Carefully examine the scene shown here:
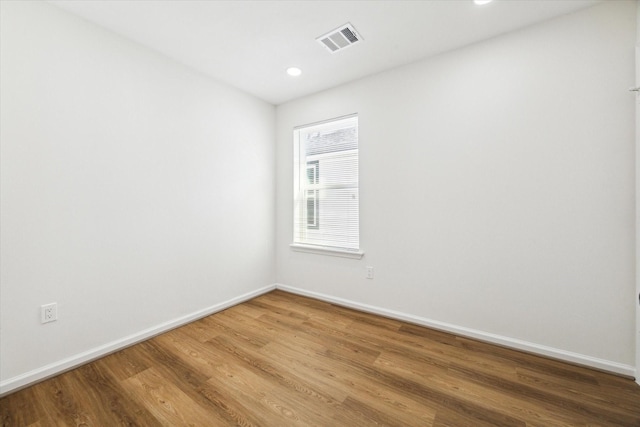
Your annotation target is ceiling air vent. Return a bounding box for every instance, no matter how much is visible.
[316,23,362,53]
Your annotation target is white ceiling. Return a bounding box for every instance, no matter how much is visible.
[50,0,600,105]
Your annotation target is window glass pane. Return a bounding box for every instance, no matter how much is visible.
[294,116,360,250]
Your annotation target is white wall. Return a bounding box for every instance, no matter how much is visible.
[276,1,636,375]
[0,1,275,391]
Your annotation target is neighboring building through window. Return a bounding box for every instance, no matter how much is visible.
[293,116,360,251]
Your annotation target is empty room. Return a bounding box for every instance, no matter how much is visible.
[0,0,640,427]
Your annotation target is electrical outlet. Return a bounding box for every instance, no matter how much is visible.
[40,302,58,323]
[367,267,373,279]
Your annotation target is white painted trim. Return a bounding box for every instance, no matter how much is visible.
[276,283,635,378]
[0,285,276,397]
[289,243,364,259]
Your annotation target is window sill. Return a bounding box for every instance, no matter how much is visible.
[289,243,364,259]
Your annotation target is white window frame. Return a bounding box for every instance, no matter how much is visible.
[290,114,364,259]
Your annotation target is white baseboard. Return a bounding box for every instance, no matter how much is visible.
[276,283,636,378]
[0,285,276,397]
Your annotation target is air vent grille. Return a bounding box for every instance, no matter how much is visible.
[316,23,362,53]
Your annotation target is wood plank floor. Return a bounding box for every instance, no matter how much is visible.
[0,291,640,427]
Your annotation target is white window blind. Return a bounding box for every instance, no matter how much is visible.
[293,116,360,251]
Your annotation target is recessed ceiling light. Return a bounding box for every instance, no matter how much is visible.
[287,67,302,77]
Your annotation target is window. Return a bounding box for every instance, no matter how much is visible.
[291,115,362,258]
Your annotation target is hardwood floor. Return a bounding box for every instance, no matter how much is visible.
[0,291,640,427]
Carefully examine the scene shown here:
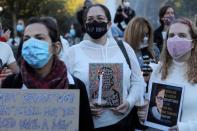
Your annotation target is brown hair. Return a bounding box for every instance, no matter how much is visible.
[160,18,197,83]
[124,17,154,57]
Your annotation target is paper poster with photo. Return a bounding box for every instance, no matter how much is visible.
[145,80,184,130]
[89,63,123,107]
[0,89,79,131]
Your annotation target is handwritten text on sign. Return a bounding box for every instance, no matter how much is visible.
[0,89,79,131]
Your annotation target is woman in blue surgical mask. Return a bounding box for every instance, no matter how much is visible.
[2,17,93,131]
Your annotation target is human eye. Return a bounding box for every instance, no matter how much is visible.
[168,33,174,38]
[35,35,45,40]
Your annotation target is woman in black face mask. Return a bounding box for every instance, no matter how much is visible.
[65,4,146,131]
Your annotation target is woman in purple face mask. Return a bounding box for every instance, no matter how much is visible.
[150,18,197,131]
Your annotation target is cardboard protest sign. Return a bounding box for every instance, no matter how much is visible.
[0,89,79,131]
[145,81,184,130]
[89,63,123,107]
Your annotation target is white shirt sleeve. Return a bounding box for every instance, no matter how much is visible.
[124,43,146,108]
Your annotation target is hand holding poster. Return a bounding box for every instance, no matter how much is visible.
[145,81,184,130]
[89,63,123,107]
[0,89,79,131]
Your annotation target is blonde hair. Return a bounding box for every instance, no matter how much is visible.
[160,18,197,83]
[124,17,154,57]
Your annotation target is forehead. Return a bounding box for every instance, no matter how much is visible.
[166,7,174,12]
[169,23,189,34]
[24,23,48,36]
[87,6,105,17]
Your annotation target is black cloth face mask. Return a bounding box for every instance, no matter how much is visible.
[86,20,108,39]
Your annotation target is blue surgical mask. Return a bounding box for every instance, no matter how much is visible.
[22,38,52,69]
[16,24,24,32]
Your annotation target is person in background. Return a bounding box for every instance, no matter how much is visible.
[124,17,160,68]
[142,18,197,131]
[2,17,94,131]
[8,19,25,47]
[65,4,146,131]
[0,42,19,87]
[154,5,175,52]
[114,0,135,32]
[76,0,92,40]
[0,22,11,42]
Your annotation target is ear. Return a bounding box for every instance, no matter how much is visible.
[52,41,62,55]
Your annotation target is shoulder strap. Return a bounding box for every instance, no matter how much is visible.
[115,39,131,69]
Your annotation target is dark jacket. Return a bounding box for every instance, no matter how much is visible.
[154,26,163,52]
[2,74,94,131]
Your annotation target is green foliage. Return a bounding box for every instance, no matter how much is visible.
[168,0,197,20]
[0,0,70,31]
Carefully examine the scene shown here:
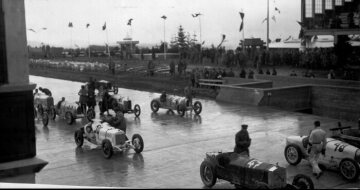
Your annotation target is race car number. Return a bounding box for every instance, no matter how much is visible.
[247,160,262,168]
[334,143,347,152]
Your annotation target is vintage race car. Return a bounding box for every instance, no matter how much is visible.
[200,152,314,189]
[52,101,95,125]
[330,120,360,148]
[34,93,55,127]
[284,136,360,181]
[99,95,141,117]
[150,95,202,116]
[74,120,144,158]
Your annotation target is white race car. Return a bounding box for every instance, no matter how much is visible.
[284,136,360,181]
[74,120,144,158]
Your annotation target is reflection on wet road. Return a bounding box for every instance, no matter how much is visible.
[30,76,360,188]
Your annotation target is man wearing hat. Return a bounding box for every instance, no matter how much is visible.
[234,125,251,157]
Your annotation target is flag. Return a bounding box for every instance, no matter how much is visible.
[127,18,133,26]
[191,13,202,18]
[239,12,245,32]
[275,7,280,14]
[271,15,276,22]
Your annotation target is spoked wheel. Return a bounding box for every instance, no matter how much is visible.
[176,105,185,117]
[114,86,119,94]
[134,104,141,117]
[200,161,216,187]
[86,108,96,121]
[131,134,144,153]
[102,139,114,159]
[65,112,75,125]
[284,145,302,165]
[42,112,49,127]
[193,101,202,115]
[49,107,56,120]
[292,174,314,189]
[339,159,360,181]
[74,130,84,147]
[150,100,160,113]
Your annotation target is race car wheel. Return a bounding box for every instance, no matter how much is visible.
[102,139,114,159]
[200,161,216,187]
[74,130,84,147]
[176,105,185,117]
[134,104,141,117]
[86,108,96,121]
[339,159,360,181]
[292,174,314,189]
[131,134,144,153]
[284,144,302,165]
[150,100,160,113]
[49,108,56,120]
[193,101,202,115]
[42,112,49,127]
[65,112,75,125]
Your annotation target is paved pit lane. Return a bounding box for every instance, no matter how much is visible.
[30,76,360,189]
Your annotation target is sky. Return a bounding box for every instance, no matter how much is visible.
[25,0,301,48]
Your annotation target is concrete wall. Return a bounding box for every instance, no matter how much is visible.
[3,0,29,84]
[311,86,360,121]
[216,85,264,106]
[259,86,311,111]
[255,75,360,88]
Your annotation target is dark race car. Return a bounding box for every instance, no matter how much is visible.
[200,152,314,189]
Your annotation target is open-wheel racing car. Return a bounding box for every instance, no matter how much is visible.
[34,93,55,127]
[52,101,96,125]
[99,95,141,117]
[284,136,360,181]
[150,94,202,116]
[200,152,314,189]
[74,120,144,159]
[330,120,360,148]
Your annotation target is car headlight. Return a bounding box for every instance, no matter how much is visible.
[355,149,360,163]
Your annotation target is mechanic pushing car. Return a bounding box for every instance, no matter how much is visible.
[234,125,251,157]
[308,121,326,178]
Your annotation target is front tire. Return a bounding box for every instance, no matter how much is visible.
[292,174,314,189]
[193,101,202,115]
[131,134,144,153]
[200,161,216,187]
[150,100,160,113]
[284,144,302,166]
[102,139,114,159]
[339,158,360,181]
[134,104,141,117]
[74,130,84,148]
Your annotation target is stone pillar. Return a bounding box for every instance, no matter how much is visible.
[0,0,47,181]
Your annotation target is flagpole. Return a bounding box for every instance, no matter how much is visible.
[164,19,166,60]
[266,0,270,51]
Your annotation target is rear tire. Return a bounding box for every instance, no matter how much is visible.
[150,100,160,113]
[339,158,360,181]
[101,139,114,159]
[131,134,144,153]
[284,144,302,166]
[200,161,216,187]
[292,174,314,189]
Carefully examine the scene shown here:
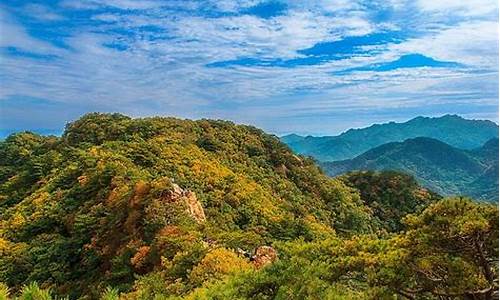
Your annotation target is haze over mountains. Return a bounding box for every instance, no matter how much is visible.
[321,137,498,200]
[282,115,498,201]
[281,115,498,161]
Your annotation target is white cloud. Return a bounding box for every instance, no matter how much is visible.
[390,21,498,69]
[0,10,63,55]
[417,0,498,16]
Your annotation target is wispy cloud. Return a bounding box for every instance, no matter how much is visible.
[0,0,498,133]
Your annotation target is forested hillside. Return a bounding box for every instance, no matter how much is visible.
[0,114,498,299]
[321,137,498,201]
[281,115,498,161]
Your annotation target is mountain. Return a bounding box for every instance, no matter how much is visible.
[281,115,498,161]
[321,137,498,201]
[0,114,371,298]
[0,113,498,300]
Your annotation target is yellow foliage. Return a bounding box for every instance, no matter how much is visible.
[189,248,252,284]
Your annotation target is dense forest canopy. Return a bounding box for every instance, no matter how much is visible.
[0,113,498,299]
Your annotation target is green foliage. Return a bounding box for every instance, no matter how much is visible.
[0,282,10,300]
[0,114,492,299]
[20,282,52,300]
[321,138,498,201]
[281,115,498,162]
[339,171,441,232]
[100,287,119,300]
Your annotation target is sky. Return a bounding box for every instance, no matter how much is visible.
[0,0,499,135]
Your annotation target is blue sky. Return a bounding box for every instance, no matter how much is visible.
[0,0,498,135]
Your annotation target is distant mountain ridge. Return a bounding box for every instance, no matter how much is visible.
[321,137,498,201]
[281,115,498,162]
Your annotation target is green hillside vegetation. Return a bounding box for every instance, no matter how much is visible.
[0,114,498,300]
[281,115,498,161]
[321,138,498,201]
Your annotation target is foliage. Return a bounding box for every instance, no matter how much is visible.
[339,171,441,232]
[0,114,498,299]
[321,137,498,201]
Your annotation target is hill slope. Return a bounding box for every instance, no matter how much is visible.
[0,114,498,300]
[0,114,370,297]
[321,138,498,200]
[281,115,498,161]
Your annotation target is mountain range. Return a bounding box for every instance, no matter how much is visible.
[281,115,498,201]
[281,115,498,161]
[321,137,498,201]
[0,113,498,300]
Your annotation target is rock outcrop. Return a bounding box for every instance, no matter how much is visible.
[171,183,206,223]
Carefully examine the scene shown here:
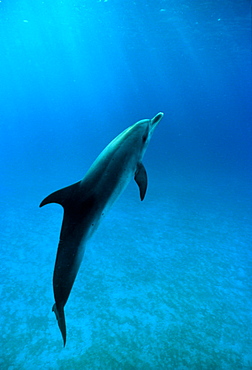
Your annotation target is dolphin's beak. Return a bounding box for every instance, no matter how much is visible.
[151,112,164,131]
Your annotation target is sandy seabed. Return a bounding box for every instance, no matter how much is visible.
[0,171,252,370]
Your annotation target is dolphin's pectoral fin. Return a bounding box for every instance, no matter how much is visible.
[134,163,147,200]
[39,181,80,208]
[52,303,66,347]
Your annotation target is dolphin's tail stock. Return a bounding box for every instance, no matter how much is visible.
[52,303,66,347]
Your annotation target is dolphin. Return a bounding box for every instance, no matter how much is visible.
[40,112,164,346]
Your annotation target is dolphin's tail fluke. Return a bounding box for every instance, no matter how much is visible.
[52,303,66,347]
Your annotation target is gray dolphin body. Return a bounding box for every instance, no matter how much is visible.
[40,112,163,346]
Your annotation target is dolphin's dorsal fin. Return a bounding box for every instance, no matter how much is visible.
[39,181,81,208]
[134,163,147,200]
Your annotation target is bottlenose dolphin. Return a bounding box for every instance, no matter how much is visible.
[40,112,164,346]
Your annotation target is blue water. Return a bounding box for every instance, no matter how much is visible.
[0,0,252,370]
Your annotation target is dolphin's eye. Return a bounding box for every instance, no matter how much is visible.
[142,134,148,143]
* * *
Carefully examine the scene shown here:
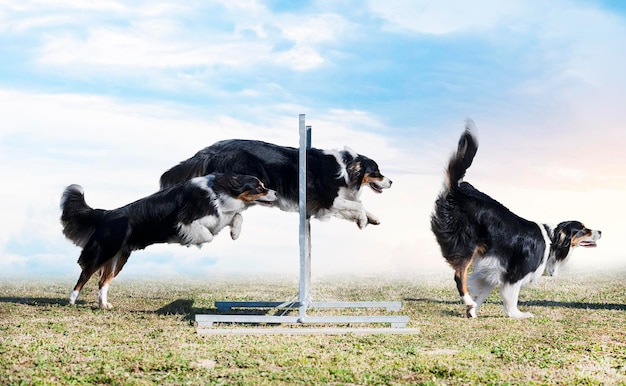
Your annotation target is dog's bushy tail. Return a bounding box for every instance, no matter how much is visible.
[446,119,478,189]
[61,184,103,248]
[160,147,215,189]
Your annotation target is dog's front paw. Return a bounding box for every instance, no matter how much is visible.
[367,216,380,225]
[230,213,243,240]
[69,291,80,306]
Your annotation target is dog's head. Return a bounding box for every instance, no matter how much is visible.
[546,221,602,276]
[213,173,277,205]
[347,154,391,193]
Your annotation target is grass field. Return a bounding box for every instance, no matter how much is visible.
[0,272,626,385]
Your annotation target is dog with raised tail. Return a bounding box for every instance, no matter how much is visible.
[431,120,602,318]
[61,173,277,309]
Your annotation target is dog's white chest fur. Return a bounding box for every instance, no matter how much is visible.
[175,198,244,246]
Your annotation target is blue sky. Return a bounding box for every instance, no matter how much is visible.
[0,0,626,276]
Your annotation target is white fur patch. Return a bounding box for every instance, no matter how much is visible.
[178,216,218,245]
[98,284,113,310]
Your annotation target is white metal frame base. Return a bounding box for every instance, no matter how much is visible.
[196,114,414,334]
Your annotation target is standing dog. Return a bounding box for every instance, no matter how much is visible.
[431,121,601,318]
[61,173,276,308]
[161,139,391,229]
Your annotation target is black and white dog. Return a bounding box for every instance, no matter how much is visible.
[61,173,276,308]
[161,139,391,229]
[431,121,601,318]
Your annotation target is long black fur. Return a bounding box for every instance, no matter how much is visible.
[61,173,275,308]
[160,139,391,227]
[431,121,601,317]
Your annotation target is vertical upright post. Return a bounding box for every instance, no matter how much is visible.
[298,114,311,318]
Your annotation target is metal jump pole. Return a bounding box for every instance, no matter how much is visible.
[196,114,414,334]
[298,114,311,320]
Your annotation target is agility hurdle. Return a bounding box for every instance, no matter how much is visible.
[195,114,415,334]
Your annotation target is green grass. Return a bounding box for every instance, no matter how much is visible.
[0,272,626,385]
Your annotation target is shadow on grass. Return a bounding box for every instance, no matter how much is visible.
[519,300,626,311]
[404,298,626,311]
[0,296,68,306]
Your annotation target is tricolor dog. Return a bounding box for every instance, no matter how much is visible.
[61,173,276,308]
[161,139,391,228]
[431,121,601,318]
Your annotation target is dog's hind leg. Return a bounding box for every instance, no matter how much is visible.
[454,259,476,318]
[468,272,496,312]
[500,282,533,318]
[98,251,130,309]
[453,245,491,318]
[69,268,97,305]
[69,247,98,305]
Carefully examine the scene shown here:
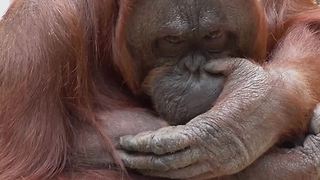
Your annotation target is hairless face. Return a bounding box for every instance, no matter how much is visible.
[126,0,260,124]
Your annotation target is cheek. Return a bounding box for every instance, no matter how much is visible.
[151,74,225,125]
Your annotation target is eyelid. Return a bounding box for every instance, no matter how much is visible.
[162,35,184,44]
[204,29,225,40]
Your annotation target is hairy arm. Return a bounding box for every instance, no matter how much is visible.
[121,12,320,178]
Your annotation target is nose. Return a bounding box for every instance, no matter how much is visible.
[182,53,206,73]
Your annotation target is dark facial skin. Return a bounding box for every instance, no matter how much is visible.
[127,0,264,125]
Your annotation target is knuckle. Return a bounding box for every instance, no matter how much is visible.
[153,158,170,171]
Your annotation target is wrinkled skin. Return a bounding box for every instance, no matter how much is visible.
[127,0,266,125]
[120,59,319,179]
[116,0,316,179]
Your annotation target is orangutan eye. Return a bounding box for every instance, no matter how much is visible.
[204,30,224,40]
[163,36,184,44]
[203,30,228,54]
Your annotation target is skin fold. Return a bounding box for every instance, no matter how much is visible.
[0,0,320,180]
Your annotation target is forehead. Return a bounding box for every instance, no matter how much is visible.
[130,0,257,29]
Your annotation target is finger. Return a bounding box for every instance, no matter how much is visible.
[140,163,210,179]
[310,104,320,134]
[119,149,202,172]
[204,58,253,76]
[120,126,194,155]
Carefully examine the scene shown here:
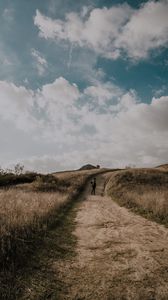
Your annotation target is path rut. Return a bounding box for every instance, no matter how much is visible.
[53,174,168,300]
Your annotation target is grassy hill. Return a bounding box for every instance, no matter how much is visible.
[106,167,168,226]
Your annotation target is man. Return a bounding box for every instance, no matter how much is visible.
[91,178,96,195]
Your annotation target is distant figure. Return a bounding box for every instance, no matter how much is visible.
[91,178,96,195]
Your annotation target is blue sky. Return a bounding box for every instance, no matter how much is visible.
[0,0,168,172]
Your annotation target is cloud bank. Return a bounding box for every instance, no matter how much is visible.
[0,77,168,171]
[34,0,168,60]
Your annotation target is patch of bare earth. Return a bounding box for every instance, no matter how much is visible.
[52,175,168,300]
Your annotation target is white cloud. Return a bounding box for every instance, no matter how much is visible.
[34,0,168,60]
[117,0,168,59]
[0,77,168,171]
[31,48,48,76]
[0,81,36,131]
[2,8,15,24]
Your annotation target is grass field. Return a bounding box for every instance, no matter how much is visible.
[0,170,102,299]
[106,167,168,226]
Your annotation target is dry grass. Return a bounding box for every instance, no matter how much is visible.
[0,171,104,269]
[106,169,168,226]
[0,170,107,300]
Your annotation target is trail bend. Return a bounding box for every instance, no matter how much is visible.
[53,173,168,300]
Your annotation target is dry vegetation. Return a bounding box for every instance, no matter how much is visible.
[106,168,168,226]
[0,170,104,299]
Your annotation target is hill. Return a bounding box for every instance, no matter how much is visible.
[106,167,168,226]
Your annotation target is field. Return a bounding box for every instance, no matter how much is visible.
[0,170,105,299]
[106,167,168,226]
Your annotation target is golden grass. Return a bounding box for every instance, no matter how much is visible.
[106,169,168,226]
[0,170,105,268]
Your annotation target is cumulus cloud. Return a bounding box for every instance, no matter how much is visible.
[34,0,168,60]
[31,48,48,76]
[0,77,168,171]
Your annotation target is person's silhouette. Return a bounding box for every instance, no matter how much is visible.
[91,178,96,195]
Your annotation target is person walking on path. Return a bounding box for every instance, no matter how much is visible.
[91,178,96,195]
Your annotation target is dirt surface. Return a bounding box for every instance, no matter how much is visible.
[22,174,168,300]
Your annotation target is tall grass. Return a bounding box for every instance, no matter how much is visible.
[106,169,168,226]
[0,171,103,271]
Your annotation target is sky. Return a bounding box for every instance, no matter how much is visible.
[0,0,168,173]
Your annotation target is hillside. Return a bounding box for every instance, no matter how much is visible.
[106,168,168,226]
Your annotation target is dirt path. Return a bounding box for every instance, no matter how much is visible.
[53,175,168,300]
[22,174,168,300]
--
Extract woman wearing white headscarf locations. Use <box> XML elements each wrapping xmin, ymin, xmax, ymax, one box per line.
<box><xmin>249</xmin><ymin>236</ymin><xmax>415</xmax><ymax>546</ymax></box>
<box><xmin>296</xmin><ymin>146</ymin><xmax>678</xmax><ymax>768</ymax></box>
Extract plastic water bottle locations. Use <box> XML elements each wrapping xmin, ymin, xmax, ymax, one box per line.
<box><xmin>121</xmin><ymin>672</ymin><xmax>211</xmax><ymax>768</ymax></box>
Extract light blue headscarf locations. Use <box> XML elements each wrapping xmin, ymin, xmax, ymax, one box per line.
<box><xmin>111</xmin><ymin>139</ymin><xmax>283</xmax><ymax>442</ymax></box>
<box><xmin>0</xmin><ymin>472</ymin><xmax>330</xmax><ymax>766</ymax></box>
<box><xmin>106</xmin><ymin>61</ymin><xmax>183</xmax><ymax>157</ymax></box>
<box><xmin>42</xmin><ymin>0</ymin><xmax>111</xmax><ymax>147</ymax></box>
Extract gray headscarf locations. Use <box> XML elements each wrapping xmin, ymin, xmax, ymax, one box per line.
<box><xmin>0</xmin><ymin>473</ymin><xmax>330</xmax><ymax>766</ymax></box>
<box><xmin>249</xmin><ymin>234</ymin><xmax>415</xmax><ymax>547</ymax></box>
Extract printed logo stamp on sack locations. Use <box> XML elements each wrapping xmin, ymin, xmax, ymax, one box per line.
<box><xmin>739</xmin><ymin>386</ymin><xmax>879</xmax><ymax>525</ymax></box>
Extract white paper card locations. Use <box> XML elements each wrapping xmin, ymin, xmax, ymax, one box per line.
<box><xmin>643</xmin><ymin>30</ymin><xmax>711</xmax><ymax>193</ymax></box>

__Do this__
Collect every line in the records that contains the string "gray" and copy each one in full. Only matches with the same uppercase and lowercase letters count.

__Problem solution__
Your annotation target is gray dolphin body. Return a bounding box for every instance, no matter how much is visible.
Extract gray headscarf locations. Use <box> XML elements each wrapping xmin, ymin, xmax, ymax, one box per line.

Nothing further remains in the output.